**O PEDIDO**. Como fica, no texto sobre a Lei n. 10.931, o trecho que se inicia com as palavras "Parece até que" e se encerra em "complemento, se o caso.", trocando "ponderações" por "observações"?

**TRECHO**.
__________

Se tem uma coisa contra a qual sempre me insurjo é o costume arraigado de editar leis que compreendam assuntos diversos, um às vezes não tendo nada a ver com outro.
Parece até que se procura confundir, fazendo com que as pessoas concentrem sua atenção em certo tópico do texto legal, não dando a mínima para outro, que talvez seja até mesmo mais importante do que aquele de maior reflexão pessoal.
A recente Lei Federal n. 10.931, de 02 de agosto de 2004 (publicada no DOU de 03 do mesmo mês e ano), não foge à desditosa regra.
Neste sucinto comentário, farei algumas ponderações sobre apenas parte da norma em destaque, mesmo porque não pretendo esgotar o tema, deixando à comunidade jurídica local o complemento, se o caso.
PATRIMÔNIO DE AFETAÇÃO – I – ASPECTOS TRIBUTÁRIOS
O País todo acompanhou a agrura imposta aos mutuários vinculados a contratos referentes aos lançamentos imobiliários empreendidos pela falida Encol, compreendendo mais de 740 obras, atingindo cerca de 42.000 titulares de frações ideais.
Em razão disso, implementou-se um regime especial tributário – por opção da incorporadora – do patrimônio de afetação, através dos arts. 1º a 11, impondo condições que objetivam liberar de qualquer risco os adquirentes, de tal sorte que somente o patrimônio da incorporadora responderá pelas dívidas tributárias da incorporação afetada, escriturando-se separadamente cada empreendimento.
Tal como já se verifica com a Lei n. 9.317/96 (SIMPLES), caso a incorporadora opte pelo novo regime especial, deverá recolher 7% do valor da receita mensal recebida de cada incorporação a ele submetida, porcentagem essa que corresponde ao pagamento unificado de diversos impostos e contribuições federais.

__________

**SEGMENTO DE DADOS**.
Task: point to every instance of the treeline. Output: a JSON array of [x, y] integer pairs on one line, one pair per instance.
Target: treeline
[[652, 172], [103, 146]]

__________

**RESPOSTA DO EXERCÍCIO**.
Parece até que se procura confundir, fazendo com que as pessoas concentrem sua atenção em certo tópico do texto legal, não dando a mínima para outro, que talvez seja até mesmo mais importante do que aquele de maior reflexão pessoal.
A recente Lei Federal n. 10.931, de 02 de agosto de 2004 (publicada no DOU de 03 do mesmo mês e ano), não foge à desditosa regra.
Neste sucinto comentário, farei algumas observações sobre apenas parte da norma em destaque, mesmo porque não pretendo esgotar o tema, deixando à comunidade jurídica local o complemento, se o caso.